- _DOKUMENTTEXT_
+===+
Ja bin schon eher der Tourenfahrer. Aber fahren doch ziemlich häufig Trails weil es einfach mehr Spaß macht. Daher hatte ich gedacht das slide 150 wäre so ein Mittelding, da es auch 27,5 Zoll hat ?!


----------



## lordbritannia (2. März 2015)

Bene09 schrieb:


> Ja bin schon eher der Tourenfahrer. Aber fahren doch ziemlich häufig Trails weil es einfach mehr Spaß macht. Daher hatte ich gedacht das slide 150 wäre so ein Mittelding, da es auch 27,5 Zoll hat ?!


Ich glaube mit dem Slide 150 kannst du schon ordentlich krachen lassen, ist ja auch ein schönes Bike. Wie technisch, wie steil sind denn deine täglichen Trails?


----------



## Bene09 (2. März 2015)

Wenn wir bei uns oder in der eifel fahren sind die nicht so krass lässt sich auch alles mit 100mm fahren. Dachte nur wenn ich mir eh ein neues hole dann auch richtig )


----------



## MTB-News.de




----------



## lordbritannia (2. März 2015)

Bene09 schrieb:


> Wenn wir bei uns oder in der eifel fahren sind die nicht so krass lässt sich auch alles mit 100mm fahren. Dachte nur wenn ich mir eh ein neues hole dann auch richtig )


go for it!!!


----------



## bullswildrush (2. März 2015)

Es gibt ja fast ausschließlich nur noch 27,5 und 29. ich hab mich letztes Jahr für das aktuelle slide 150 entschieden weil ich einfach mehr federweg haben wollte, vorher nen 120mm fulli... ich sag mal so was man an federweg hat, hat man, zur Not gibt es ja auch noch die Absenkung, und es macht einfach viel mehr Spaß und gibt einen noch mehr sichererheit beim fahren, von da her würde ich zum slide dendieren, Touren kann man sehr gut mit fahren, und ne alpenüberquerung kann ich erst im Juli was zu sagen


----------



## Bene09 (2. März 2015)

Hab gerade gesehen das bei Bike Discount auch noch 29 Zoll 9.0 aus 2014 zu haben sind in meiner große.....aber schrecke ein wenig vor der Kompletten Sram Schaltung ab....hab bisher immer nur Shimano XT gefahren und war damit auch sehr zufrieden.....sind die Sram Ersatzteile denn wirklich soviel teurer?
+===+
- _DATEN_
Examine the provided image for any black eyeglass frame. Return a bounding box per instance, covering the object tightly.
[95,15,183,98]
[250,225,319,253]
+===+
- _DEINE AUFGABEN_
(1) Welche Schaltung ist Bene09 laut der Forumsdiskussion zum Slide 150 bisher immer gefahren?
(2) Schreibe die Forumsdiskussion zum Slide 150 im selben Ton über ihren letzten Satz hinaus weiter.

- _LÖSUNGEN_
(1) Shimano XT.

(2)
----------



## bullswildrush (2. März 2015)

Was für ne sram Gruppe ist denn vertraut?


----------



## Bene09 (2. März 2015)

Bremse XO Trail und Rest X9....


----------



## bullswildrush (2. März 2015)

Gut x9 ist preislich fast so wie xt da nimmt sich nicht viel, und von der schaltperfomance genau so, nur ein wenig knackiger..


----------



## Bene09 (2. März 2015)

dann wäre das noch ne Alternative denke ich.....habs nicht weit bis Bonn, wollte da am Samstag eh mal hin.
Aber finde das Slide 150 8.0 einfach vom Aussehen und von der Ausstattung her top. ( Das hat es mir einfach angetan....)


----------



## Bene09 (2. März 2015)

könnte auch noch das Scott Genius 930 2014 für 1999€ haben....wäre evtl auch ne Alternative oder?


----------



## Pizzaplanet (2. März 2015)

150mm sind höchstens ein mittelding zwischen 100mm HT und 200mm DH Fully. Sonst nix. 
150mm geht eindeutig Richtung Abfahrt.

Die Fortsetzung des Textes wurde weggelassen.